■ Your instructions
Will you repeat all the records, switching "tractor cab" to "tractor cabin" and leaving everything else unchanged?

■ Entries shown
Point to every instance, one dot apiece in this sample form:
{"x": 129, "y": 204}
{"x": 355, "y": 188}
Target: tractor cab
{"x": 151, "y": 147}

■ Full output
Point to every instance, one dot apiece in this sample form:
{"x": 129, "y": 204}
{"x": 355, "y": 188}
Target: tractor cabin
{"x": 151, "y": 147}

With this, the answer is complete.